On December 16, 2002, Mrs. Abston filed her Motion to Compel. At that time, The Fitness Company had served late responses to her Requests for Admissions and Requests for Documents and had not yet responded to her Interrogatories, despite numerous e-mail, telephone and mail requests by Mrs. Abston's counsel.*fn1 Pursuant to the Scheduling Order issued on September 13, 2002, and the Federal Rules of Civil Procedure, The Fitness Company's discovery responses were due on September 26, 2002. The Fitness Company never requested an extension of time to respond. Instead, it simply served its responses to Mrs. Abston's Requests for Admissions on October 4, 2002, and its responses to her Requests for Documents on October 23, 2002, which it supplemented on January 6, 2003. Following Mrs. Abston's motion, The Fitness Company served its responses to Mrs. Abston's Interrogatories on December 20, 2002.

> **EXERCISE A**
In the discovery dispute excerpt, when were The Fitness Company's discovery responses due?

Entries drawn from a collection

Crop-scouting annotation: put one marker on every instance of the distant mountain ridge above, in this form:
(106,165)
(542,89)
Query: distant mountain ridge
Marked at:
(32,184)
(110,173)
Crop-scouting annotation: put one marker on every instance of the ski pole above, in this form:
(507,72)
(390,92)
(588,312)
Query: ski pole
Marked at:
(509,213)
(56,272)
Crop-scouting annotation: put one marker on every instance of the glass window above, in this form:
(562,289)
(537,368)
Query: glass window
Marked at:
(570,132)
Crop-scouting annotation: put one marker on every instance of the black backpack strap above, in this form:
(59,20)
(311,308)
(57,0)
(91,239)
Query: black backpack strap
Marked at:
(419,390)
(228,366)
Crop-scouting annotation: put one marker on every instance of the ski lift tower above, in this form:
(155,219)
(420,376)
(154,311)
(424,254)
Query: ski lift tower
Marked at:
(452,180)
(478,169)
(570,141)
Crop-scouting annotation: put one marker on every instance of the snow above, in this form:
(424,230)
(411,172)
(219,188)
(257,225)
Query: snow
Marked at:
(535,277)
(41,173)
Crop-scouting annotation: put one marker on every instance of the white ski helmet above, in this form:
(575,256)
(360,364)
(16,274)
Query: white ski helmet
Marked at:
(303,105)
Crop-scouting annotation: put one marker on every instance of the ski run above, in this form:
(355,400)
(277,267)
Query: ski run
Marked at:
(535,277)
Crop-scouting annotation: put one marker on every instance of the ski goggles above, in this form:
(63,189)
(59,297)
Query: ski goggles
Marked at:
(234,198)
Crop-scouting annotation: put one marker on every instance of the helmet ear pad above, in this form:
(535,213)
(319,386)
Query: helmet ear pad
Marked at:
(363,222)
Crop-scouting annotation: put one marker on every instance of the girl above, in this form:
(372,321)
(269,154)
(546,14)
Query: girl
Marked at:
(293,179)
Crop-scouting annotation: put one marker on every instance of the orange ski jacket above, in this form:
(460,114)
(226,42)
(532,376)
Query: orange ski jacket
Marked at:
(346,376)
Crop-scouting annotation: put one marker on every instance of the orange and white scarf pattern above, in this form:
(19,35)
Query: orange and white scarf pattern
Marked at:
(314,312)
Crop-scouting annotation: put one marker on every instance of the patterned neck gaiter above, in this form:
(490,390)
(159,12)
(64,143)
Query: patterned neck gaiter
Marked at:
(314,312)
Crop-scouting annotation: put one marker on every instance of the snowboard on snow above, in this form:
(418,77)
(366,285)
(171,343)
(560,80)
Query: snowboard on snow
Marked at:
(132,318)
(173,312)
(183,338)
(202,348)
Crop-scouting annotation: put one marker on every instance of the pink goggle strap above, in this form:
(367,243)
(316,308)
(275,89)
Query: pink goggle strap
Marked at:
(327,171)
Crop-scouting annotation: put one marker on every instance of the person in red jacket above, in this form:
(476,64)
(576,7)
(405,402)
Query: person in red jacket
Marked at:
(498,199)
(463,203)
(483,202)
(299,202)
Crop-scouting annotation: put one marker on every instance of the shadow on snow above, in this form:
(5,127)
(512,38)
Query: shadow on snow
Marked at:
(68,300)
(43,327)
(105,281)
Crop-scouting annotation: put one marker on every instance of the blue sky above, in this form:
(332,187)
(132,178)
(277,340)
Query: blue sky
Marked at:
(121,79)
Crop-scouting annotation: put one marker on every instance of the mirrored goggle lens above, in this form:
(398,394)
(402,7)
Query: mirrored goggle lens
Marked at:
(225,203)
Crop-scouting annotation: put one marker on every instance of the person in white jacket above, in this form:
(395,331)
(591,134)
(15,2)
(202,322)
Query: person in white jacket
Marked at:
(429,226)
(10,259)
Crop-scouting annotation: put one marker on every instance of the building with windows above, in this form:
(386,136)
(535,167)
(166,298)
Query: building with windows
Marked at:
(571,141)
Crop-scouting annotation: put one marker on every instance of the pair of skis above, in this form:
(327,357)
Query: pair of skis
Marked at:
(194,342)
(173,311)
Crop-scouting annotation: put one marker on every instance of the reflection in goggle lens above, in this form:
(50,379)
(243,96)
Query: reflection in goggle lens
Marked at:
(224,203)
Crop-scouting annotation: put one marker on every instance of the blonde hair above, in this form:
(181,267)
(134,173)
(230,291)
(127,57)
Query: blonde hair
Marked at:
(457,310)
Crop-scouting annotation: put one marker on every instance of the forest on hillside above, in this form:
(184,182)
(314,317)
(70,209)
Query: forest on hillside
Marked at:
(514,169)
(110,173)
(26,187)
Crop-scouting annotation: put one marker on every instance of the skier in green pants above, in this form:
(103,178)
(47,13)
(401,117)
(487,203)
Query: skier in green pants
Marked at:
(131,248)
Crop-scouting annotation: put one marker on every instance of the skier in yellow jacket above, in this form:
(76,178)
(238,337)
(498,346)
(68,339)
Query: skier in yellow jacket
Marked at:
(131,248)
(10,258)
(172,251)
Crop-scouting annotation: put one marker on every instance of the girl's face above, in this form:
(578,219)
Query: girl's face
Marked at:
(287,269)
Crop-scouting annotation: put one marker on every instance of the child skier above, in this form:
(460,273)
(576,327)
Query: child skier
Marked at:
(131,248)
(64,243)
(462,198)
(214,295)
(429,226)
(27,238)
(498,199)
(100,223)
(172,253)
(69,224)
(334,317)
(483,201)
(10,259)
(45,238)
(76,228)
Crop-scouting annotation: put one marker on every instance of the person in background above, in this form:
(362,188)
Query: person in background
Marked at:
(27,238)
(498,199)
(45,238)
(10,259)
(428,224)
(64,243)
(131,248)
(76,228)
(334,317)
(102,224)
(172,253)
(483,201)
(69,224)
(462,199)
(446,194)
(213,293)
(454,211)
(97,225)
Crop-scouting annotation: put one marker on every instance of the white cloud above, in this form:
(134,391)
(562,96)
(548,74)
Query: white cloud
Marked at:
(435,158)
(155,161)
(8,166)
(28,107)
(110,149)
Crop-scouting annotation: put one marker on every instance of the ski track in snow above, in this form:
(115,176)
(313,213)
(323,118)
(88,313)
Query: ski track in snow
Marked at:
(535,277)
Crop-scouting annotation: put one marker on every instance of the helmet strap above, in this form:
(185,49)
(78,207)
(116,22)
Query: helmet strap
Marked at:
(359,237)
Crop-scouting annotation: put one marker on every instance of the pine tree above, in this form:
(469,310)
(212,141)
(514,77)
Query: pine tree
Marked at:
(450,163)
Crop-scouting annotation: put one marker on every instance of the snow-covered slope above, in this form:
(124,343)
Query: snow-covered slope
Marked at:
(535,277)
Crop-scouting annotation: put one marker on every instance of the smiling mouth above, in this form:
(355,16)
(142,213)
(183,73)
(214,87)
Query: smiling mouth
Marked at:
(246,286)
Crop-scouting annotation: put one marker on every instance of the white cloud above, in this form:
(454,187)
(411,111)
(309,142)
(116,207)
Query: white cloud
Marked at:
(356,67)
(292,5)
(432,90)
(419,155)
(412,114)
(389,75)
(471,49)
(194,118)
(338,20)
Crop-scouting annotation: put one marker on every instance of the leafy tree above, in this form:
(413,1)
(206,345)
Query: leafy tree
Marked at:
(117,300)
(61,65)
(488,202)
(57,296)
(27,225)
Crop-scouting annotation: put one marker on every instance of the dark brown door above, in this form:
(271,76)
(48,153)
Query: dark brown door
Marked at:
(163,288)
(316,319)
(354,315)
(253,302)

> **EXERCISE B**
Count the lines in the entries above that contain the word "brown". Reply with the number only.

> **WRITTEN SOLUTION A**
September 26, 2002.

> **WRITTEN SOLUTION B**
2